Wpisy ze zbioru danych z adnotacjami

--- --- ---

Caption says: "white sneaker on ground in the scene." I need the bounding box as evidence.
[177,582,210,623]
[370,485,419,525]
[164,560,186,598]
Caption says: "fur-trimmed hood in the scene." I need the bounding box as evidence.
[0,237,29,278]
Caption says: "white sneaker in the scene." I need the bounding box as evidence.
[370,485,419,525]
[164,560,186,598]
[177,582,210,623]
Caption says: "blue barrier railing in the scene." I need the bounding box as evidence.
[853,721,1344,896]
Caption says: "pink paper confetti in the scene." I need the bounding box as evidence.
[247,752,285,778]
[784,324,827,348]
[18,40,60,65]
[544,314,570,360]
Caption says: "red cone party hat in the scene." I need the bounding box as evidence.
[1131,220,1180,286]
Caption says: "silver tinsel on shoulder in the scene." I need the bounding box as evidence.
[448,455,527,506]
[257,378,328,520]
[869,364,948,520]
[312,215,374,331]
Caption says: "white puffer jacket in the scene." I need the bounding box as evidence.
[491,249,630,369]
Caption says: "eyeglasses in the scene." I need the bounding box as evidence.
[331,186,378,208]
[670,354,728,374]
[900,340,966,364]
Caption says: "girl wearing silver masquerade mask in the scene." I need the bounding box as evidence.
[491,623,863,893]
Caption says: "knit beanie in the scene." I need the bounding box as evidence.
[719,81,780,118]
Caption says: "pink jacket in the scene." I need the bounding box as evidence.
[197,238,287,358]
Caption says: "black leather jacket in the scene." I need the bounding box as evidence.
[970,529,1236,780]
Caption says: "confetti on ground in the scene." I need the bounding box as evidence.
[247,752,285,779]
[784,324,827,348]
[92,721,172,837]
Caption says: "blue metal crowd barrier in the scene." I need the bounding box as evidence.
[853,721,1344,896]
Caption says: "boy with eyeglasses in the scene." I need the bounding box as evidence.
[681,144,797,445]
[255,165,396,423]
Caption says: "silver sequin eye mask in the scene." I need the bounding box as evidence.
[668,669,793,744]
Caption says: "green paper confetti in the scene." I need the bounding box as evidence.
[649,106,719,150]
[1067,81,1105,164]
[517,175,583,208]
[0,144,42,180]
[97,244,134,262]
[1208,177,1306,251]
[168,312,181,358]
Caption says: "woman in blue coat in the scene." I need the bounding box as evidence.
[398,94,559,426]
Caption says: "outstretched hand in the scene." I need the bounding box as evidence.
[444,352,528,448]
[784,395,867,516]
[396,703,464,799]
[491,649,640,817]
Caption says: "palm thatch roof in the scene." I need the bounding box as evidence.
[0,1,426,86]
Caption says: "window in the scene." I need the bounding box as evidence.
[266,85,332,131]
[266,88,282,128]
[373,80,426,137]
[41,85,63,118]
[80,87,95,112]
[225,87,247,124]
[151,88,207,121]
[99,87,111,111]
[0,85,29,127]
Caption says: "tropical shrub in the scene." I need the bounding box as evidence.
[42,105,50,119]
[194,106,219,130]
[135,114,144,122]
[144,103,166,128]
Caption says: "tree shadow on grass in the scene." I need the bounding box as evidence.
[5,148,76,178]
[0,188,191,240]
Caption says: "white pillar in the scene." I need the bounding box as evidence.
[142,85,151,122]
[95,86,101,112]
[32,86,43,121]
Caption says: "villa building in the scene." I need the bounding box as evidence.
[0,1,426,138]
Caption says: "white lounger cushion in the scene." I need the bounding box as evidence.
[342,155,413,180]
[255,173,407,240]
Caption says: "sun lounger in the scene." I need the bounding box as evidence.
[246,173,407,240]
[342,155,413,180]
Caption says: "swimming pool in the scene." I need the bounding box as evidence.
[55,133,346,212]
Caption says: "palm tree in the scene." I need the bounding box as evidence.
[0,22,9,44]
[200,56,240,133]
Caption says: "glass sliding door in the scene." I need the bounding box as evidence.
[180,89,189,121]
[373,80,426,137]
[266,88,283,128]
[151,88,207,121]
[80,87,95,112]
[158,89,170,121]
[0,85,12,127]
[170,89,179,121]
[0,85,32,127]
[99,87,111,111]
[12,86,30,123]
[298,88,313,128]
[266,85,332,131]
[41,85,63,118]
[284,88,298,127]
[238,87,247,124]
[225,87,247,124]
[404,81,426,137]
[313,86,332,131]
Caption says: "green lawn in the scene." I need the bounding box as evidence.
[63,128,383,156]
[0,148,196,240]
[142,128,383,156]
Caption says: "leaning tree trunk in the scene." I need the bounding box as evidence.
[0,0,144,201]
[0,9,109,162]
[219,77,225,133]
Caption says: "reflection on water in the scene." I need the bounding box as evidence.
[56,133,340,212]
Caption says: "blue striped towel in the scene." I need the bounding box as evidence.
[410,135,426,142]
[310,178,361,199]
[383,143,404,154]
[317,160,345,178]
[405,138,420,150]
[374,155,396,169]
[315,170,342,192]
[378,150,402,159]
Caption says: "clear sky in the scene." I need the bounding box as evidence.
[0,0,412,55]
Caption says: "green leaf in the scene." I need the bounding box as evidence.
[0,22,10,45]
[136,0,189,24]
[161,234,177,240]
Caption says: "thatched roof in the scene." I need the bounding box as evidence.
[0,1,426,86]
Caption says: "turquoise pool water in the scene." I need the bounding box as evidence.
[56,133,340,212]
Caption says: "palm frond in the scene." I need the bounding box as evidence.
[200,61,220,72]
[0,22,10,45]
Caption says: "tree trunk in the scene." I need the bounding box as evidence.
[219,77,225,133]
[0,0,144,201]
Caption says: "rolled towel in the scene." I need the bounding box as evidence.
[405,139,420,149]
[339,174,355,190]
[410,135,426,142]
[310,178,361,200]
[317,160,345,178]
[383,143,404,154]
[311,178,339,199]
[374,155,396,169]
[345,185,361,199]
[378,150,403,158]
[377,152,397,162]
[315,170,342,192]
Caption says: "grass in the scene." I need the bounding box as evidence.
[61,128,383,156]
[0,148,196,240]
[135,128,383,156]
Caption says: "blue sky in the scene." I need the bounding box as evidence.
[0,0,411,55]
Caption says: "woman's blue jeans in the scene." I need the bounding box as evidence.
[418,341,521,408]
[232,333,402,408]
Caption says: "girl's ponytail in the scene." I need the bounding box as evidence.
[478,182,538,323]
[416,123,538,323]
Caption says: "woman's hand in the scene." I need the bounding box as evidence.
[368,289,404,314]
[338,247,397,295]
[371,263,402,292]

--- --- ---

> **TWOJE ZADANIE**:
Wypisz bez zmian wiersze od tego, który zawiera „wearing silver masquerade”, do tego, który zawiera „[398,94,559,426]”, włącznie z oboma.

> **PEŁNA ODPOWIEDŹ**:
Caption says: "girl wearing silver masquerade mask in the scene." I need the bounding box as evidence.
[491,623,863,893]
Caption says: "knit beanie in the scene." I need the bounding box as evidence.
[719,81,780,118]
Caption says: "pink jacket in the scene." I need the bounding box as evidence.
[197,238,287,358]
Caption says: "black leather jacket in the scene." I need the bounding box as evidence.
[970,529,1236,780]
Caption says: "confetti on ground in the scene." I need the bounding box as evidence.
[247,752,285,779]
[784,324,827,348]
[92,721,172,837]
Caption says: "blue metal crowd barrier in the scene." I need the bounding box as evidence.
[853,721,1344,896]
Caption says: "boy with eyeglasses in the scene." I need the bounding box as evidence.
[681,144,797,445]
[255,165,396,423]
Caption says: "silver sequin eye mask in the scene." I need the bounding box as evidence.
[668,669,793,744]
Caption says: "green paper confetti in the scene." I need the bounding box as evidence.
[649,106,719,150]
[1067,81,1105,164]
[517,175,583,208]
[0,144,42,180]
[97,244,134,262]
[1208,177,1306,251]
[168,312,181,358]
Caption says: "woman in blue coat in the scene." I need the bounding box as evidence.
[398,94,559,426]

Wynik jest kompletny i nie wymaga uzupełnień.